**TASK GOAL**.
Arrange everything from the line containing "For each instance of the shed" down to the end of the records as a JSON list of strings, one string per line, with blank lines omitted.

[Object position labeling records]
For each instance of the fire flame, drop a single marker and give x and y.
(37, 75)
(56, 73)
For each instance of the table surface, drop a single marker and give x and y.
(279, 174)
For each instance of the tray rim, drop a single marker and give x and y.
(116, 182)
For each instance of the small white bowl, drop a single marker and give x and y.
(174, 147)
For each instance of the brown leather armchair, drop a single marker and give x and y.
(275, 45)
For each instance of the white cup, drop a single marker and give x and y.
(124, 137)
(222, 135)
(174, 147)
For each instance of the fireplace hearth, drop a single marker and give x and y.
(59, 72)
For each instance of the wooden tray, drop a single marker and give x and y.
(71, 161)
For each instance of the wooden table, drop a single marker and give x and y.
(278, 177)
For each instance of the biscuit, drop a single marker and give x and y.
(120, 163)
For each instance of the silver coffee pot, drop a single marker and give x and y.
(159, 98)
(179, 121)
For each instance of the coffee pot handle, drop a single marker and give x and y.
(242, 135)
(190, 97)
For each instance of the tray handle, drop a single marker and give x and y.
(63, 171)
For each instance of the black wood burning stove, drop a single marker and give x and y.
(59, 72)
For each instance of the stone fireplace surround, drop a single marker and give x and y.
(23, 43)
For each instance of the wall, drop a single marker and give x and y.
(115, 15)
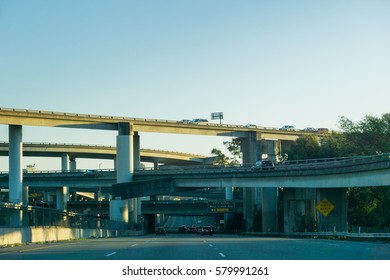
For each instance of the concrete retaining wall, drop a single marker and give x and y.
(9, 236)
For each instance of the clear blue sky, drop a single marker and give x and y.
(270, 63)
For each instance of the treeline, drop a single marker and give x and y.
(367, 207)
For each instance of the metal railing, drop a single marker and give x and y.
(37, 216)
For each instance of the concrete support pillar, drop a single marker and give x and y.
(136, 151)
(271, 147)
(65, 162)
(15, 164)
(251, 151)
(270, 209)
(72, 164)
(137, 165)
(63, 193)
(62, 198)
(337, 219)
(15, 180)
(25, 195)
(124, 210)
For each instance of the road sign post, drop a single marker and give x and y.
(217, 116)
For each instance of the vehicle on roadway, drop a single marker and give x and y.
(310, 129)
(250, 125)
(287, 127)
(264, 164)
(198, 121)
(161, 231)
(182, 229)
(207, 230)
(323, 130)
(193, 229)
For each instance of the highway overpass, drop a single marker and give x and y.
(254, 143)
(304, 182)
(74, 151)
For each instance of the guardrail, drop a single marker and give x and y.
(295, 165)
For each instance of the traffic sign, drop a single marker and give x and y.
(325, 207)
(221, 206)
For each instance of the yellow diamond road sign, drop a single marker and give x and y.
(325, 207)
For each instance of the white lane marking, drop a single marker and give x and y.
(111, 254)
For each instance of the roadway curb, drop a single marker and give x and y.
(382, 237)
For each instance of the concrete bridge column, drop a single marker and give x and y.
(62, 198)
(137, 165)
(228, 196)
(124, 210)
(63, 192)
(337, 219)
(251, 152)
(269, 209)
(72, 164)
(15, 164)
(15, 180)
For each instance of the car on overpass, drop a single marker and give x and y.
(287, 127)
(264, 164)
(207, 230)
(161, 231)
(198, 121)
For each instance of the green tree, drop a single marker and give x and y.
(234, 147)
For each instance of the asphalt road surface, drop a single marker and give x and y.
(196, 247)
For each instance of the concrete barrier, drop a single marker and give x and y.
(10, 236)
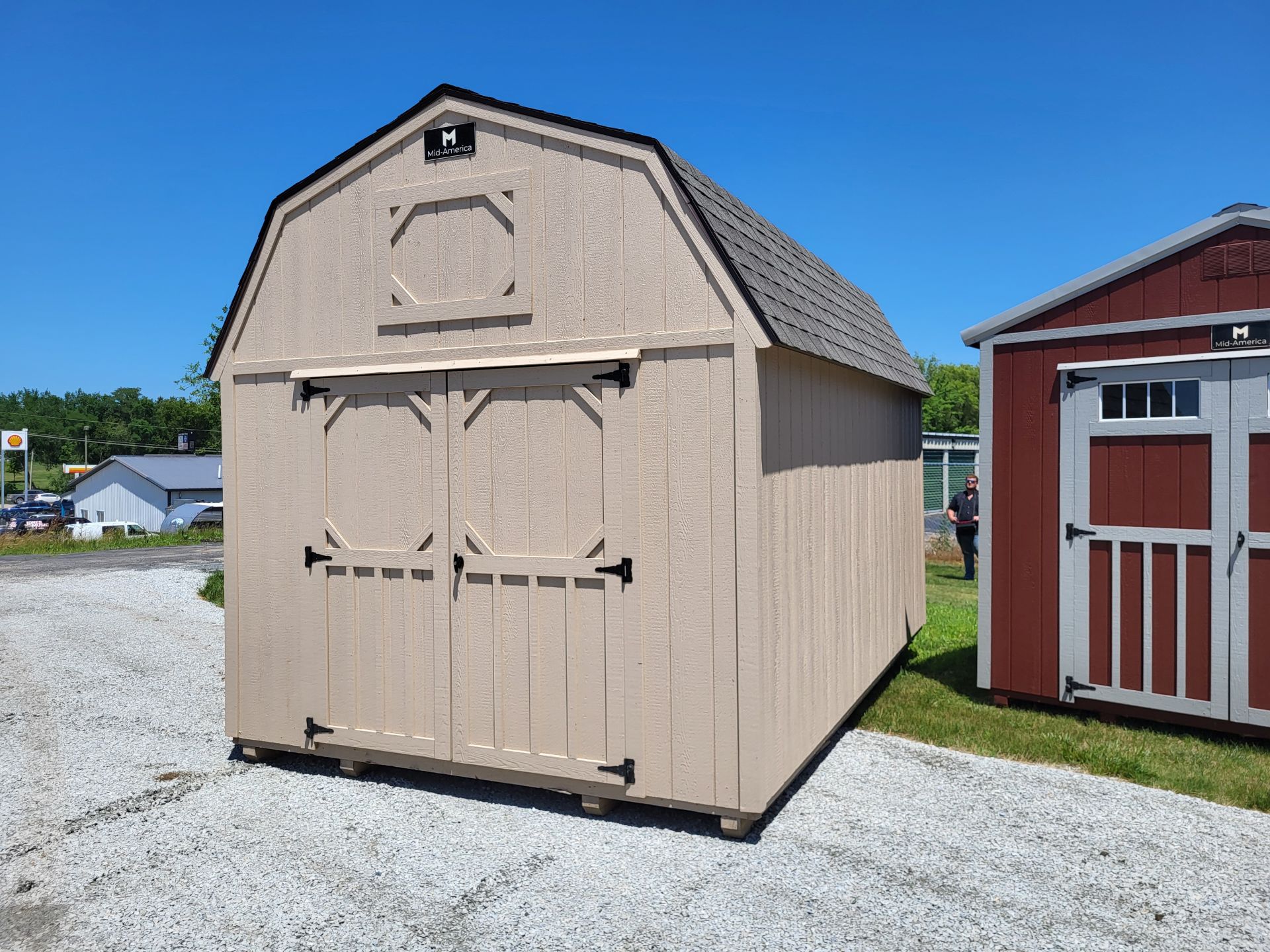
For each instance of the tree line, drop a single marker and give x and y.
(954, 405)
(65, 428)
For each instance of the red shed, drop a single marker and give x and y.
(1126, 463)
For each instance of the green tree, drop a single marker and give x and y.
(201, 389)
(954, 405)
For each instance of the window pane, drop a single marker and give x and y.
(1113, 401)
(1187, 397)
(1136, 400)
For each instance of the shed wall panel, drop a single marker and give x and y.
(842, 574)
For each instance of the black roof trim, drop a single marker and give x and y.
(669, 161)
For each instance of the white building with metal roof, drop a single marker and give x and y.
(143, 489)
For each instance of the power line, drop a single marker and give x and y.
(74, 419)
(103, 442)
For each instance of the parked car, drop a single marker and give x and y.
(98, 530)
(34, 495)
(189, 516)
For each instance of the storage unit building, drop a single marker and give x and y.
(1126, 484)
(143, 489)
(552, 462)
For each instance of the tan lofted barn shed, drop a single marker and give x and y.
(549, 461)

**WRITTEN RESPONSE**.
[
  "For each instance of the shed wall panel, drop a single marker and give x and y.",
  "(842, 574)",
  "For each instance of the black roof trim, drop a single marker and give x and y.",
  "(669, 161)",
  "For each instance of the white building with metal roof, drop a single marker and give x and y.",
  "(143, 489)",
  "For each instance of the power line, drop a single marker and give x and y.",
  "(74, 419)",
  "(103, 442)",
  "For each instance of the parked car, drop a single marker and give x and y.",
  "(98, 530)",
  "(34, 495)",
  "(189, 516)",
  "For each instance of the storage unit building, drop a single marker and give x and y.",
  "(1126, 484)",
  "(143, 489)",
  "(552, 462)",
  "For each instance of the tan lofted barn shed, drop a single marker and give x and y.",
  "(549, 461)"
]